RAW DATA:
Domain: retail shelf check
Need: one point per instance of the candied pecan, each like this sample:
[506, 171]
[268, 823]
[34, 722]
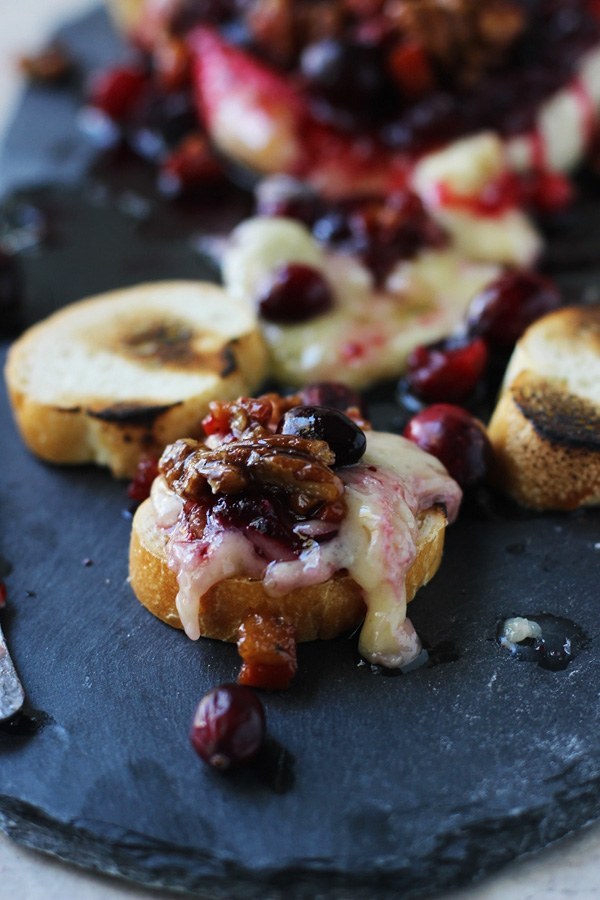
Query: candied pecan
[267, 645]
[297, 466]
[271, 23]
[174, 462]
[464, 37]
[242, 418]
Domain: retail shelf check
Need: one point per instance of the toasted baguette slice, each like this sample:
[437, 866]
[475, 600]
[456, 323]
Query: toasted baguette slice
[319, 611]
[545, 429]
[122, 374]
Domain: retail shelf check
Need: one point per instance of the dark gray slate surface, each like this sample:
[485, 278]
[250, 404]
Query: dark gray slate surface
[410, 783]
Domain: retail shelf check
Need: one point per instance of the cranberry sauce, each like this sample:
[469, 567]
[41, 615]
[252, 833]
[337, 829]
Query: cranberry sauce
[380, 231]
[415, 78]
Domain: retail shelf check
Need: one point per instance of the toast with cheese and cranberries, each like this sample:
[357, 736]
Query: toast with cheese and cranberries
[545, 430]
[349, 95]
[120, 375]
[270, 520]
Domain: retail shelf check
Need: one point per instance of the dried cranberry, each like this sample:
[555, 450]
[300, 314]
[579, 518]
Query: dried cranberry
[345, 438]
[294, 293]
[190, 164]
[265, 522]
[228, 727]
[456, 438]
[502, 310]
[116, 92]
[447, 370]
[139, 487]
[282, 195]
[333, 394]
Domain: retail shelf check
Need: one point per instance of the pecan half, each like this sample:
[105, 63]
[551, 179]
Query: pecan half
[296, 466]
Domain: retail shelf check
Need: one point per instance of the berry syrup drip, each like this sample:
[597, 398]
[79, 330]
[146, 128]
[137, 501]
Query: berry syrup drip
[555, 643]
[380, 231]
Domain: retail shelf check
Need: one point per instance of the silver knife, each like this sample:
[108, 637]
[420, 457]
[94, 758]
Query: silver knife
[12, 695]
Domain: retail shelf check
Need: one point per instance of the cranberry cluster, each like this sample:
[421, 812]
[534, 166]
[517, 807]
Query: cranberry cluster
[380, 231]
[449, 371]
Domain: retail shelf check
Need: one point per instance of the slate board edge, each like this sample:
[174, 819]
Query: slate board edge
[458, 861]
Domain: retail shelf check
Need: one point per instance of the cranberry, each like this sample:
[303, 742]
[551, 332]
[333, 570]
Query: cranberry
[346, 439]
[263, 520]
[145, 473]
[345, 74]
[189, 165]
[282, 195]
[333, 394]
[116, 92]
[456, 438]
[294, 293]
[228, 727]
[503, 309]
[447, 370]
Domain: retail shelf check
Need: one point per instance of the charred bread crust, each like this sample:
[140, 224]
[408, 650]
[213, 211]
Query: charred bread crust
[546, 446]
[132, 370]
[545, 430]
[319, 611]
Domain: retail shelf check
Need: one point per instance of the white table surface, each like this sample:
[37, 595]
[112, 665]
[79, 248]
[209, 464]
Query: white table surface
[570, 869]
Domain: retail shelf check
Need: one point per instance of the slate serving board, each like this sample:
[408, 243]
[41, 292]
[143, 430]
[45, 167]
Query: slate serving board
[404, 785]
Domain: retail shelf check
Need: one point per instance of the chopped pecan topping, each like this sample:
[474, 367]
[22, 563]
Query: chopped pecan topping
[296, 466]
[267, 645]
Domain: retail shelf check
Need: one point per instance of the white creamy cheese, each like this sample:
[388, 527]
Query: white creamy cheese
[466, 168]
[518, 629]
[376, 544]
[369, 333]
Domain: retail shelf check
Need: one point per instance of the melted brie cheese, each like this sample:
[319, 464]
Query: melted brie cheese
---
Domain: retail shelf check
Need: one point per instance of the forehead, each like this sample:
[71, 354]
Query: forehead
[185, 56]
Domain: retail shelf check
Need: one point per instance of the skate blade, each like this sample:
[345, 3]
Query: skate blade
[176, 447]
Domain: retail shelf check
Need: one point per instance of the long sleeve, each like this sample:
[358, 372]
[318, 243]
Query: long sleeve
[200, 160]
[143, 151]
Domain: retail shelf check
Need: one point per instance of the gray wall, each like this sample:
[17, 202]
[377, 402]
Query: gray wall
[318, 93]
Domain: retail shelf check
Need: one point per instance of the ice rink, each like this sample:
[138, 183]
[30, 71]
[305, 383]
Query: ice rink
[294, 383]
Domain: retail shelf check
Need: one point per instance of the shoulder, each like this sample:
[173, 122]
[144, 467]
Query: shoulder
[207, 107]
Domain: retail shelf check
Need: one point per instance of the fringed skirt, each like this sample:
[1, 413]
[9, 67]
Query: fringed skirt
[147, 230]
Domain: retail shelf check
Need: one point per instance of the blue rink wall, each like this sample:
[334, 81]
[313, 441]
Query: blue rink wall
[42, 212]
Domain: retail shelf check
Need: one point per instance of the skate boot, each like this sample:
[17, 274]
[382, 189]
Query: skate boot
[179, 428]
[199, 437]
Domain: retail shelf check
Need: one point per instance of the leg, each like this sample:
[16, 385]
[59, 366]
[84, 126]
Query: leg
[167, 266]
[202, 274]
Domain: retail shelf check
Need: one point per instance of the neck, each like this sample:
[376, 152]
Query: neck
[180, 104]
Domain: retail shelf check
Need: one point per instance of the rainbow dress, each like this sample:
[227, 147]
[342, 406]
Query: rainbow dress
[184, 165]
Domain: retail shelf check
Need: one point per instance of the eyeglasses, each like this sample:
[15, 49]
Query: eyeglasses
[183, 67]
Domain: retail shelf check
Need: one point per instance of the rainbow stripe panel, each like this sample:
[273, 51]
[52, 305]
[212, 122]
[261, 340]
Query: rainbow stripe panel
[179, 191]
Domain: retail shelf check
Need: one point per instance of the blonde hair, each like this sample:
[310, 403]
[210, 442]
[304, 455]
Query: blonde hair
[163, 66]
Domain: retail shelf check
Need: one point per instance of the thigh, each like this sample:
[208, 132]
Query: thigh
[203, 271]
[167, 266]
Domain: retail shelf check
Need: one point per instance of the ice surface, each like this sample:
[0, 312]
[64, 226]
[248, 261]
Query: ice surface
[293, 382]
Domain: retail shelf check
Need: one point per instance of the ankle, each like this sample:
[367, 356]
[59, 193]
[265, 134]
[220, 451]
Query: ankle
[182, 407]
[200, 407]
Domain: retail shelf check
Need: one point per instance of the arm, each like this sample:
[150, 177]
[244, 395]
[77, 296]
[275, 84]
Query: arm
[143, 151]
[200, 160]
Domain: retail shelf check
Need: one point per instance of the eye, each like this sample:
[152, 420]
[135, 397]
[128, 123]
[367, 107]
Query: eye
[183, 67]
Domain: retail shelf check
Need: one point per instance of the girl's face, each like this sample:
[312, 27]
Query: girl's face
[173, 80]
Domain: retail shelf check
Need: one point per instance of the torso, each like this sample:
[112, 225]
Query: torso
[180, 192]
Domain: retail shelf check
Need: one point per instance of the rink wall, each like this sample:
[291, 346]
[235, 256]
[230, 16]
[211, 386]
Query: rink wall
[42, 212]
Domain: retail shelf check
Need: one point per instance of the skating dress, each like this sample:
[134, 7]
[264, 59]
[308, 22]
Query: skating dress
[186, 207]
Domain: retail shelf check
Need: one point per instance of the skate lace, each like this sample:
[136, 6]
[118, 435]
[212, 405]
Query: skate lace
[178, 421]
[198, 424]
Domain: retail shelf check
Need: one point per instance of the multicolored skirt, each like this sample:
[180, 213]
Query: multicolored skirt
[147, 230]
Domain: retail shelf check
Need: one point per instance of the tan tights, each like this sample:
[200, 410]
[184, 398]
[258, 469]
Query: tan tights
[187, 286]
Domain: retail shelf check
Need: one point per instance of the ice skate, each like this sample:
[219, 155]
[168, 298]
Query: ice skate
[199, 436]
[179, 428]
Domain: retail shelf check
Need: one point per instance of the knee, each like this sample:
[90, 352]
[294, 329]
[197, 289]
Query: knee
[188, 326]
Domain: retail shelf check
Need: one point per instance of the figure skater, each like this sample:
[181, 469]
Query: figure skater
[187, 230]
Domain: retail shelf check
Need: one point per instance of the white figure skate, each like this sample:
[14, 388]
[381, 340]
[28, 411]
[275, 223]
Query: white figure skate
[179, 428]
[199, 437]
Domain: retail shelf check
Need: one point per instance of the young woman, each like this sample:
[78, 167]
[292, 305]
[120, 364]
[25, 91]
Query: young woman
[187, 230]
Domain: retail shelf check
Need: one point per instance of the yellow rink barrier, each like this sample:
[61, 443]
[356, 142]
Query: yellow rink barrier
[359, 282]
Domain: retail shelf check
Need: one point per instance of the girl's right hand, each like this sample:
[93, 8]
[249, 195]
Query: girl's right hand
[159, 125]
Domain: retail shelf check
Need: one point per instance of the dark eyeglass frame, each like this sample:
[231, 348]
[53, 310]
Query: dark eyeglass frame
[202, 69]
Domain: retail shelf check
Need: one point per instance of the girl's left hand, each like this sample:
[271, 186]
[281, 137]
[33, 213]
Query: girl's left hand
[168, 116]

WHAT IS BEING ASKED:
Locate each line in the entries above that contains the string "eyeglasses" and copy those lines. Treat uppercase and lowercase letters as different.

WORKED ANSWER:
Need: one point per instance of the eyeglasses, each like this sample:
Query: eyeglasses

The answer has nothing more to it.